Given exercise:
All entries must be extracted exactly, with nothing added or dropped.

(Source records)

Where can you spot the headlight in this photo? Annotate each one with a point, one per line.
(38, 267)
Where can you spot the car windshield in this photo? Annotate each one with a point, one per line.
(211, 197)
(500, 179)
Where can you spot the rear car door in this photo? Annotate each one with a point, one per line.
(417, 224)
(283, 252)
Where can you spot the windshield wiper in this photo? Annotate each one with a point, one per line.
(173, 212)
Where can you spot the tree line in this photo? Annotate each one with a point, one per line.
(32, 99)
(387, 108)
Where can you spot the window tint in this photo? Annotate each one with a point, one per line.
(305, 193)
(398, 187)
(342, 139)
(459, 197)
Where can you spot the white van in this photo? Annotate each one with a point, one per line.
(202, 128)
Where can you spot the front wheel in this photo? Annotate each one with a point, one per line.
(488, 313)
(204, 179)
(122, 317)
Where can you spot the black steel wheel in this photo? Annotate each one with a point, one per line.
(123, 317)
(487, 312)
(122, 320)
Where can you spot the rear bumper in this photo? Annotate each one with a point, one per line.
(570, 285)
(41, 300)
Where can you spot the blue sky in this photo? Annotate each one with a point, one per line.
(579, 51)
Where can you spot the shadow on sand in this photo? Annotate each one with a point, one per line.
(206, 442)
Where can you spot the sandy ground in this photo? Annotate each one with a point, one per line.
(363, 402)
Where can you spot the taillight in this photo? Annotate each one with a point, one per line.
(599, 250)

Response to this task:
Where can you spot the headlight in this photo? Annotate each one with a point, one per line.
(38, 267)
Where can you spot the car windshield in this photo? Annotate each one with a point, one per line.
(211, 197)
(500, 179)
Where can you spot the rear car door in this photo? Annotate each one with a point, one per line.
(417, 224)
(283, 252)
Where can you spot the windshield wiper in this photo? Annotate each one with a point, one per line.
(173, 212)
Where can you spot the tree line in this photo? Annotate each one with a point, one per line.
(32, 99)
(387, 108)
Where can you spot the window tint in this photo? Annotate each one with a point, one per line.
(305, 193)
(398, 187)
(342, 139)
(459, 197)
Where can you spot the white van in this photo? Annotate each one with a point, one per line.
(202, 128)
Where can you spot the front wheel in this photo? Annotate each one with a point, one per line.
(488, 313)
(204, 179)
(122, 317)
Where can you spot the black steel wheel in this photo? Annotate each one with a point, one per line.
(123, 317)
(487, 312)
(122, 320)
Where can you spot the rear bumper in this photo? Annotate each one with a point, one per line.
(570, 285)
(41, 300)
Where can you spot the blue sky in this photo? Annotate each one with a point, one per line.
(579, 51)
Where can you spot the shadow on sand in this photo? Annotate each one with a point, one per line.
(206, 442)
Where can you spot the sandy ground in this photo? Annotate each one with a point, one per line.
(363, 402)
Where can you spot the taillight in this photo? Annotate each one with a point, one per line.
(599, 250)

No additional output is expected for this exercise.